▶ [Text segment]
** start **

# Rollie IR - Kodak #88A or Heliopan RG715



## Jeff Canes

I have a few 120 rolls of Rollei IR, the spec sheet recommends 400iso without a filter and 25iso with either the Kodak #88A or Heliopan RG715, big difference, I cannot find either of those filter in any size, did find IR filter but none are labeled as 88A or RG715 are they the same, would a 4x ND work, the last problem is the camera will be either a Rollie TRL or Hassy, so I will like shot out with the filter first


----------



## Alpha

The 88A and RG715 are opaque filters, and their spectral sensitivity is closest to an 89B.


----------



## Helen B

From a previous post of mine:

Here, for reference, are the 50% transmission wavelengths for some common filters, to the nearest 5 nm. Heliopan filters are given their Schott RG numbers, which correspond to the 50% transmission wavelength.

Wratten # 25 (Old designation: A): 600 nm
Wratten # 29 (Old designation: F): 620 nm
B+W 091 (Schott RG630): 630 nm
B+W 092 (Schott RG695): 695 nm
Wratten # 89B: 715 nm
Hoya R72: 720 nm
Wratten # 88A: 745 nm
Wratten # 87: 795 nm
B+W 093 (Schott RG830): 830 nm
Wratten 87C: 850 nm

Best,
Helen

Edit, when I wasn't in such a rush:
A 4x ND will not work as well. Many ND filters cut infrared less than they cut light, so they can be used to alter the balance between infrared and light, but it depends a lot on the type of ND filter (there are dye filters and carbon particle filters for use in the image path, and silver particle filters intended for non-imaging use - all of which have different spectral properties) and the effect is nowhere near as drastic as true IR-pass filters.

It's going to be a lot easier to use your TLR than the Hssy, because you won't be looking through the filtered lens. You could use polyester or gelatin filter material cut into a circle and held in place by a normal filter. If you stick to small apertures you could also put the polyester of gelatin filter behind the lens, or in the case of the Hassy even try to fix it in front of the film, behind the mirror. Scotch ATG tape ('snot tape') is useful for this kind of thing.

Filters behind the lens affect the position of the plane of focus, but only by an amount roughly equal to a third of the thickness of the filter. In the case of a Wratten gelatin filter the thickness is about 0.3 mm, or 0.1 mm focus shift.


----------



## Jeff Canes

Found a Lee 87C gelatin/polyester at Freestyle, hopefully I can get that to work without to much trouble


----------

** end **

▶ [Material]
** start **

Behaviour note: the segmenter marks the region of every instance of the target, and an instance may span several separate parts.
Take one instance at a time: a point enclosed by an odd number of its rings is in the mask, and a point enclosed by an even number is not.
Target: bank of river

** end **
** start **

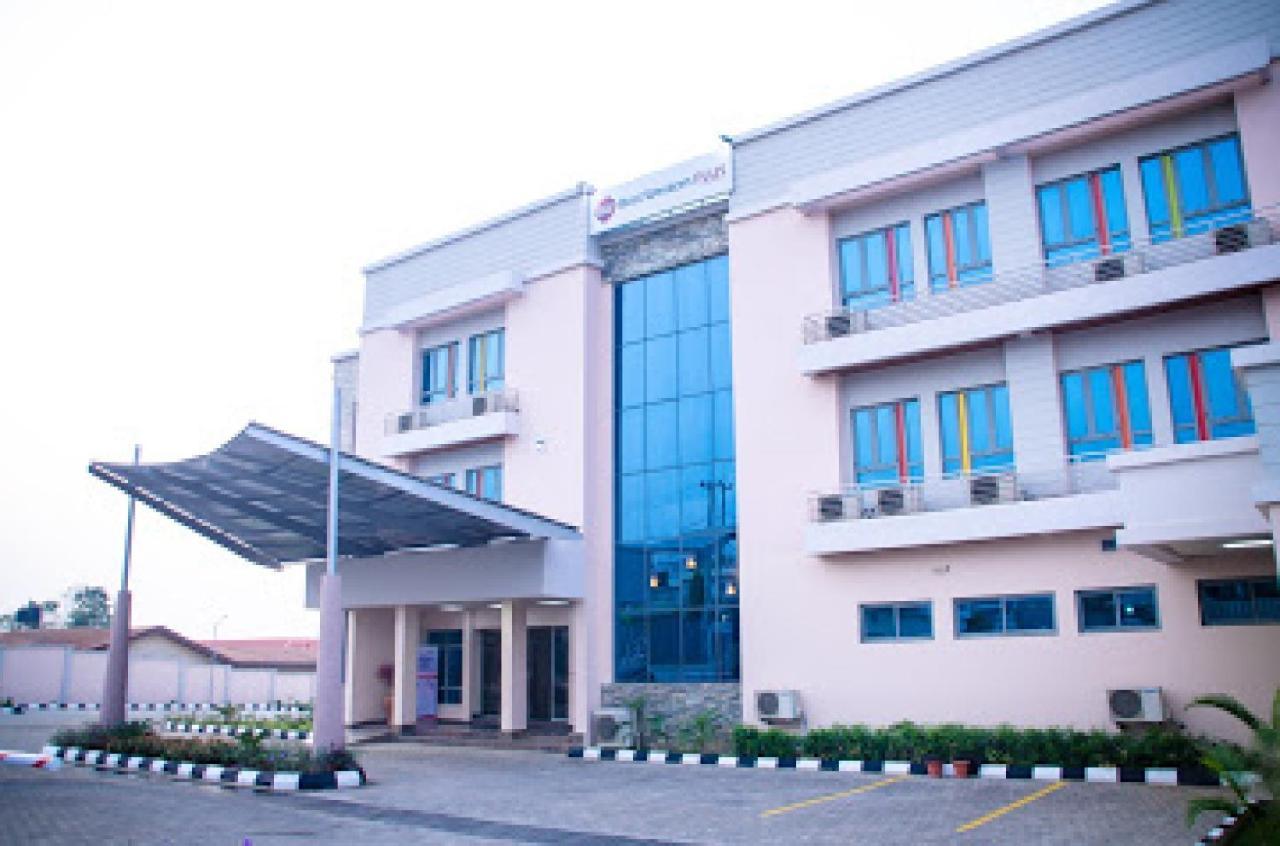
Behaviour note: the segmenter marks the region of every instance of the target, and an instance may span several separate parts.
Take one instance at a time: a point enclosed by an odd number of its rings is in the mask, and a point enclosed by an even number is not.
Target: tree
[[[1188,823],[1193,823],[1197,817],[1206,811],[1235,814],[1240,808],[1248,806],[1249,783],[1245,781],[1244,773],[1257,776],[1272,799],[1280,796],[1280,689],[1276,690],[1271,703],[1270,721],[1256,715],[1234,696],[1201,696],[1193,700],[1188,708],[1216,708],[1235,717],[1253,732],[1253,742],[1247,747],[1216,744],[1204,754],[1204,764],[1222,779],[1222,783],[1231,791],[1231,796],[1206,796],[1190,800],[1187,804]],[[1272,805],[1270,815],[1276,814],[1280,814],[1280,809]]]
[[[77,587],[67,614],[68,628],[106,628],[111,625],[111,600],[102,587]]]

** end **

▶ [Tasks]
**a.** Do these statements agree with the infrared filter thread? (i) Heliopan filters carry Schott RG numbers that match their 50% transmission wavelength. (ii) A 4x ND filter works as well as an IR-pass filter. (iii) The Wratten 87C reaches 50% transmission at 795 nm. Answer yes or no for each, and quote the words of the thread that decide it.
**b.** From the infrared filter thread, write down the passage from "I have a few" up to and including "closest to an 89B.", copying it precisely.
**c.** According to the infrared filter thread, why will the TLR be easier to use than the Hassy with an IR filter? Answer in one to three sentences.

▶ [Worked answers]
**a.**
(i) Yes: "Heliopan filters are given their Schott RG numbers, which correspond to the 50% transmission wavelength."
(ii) No: "A 4x ND will not work as well."
(iii) No: "Wratten 87C: 850 nm"

**b.**
I have a few 120 rolls of Rollei IR, the spec sheet recommends 400iso without a filter and 25iso with either the Kodak #88A or Heliopan RG715, big difference, I cannot find either of those filter in any size, did find IR filter but none are labeled as 88A or RG715 are they the same, would a 4x ND work, the last problem is the camera will be either a Rollie TRL or Hassy, so I will like shot out with the filter first


----------



## Alpha

The 88A and RG715 are opaque filters, and their spectral sensitivity is closest to an 89B.

**c.** The TLR will be a lot easier because you won't be looking through the filtered lens.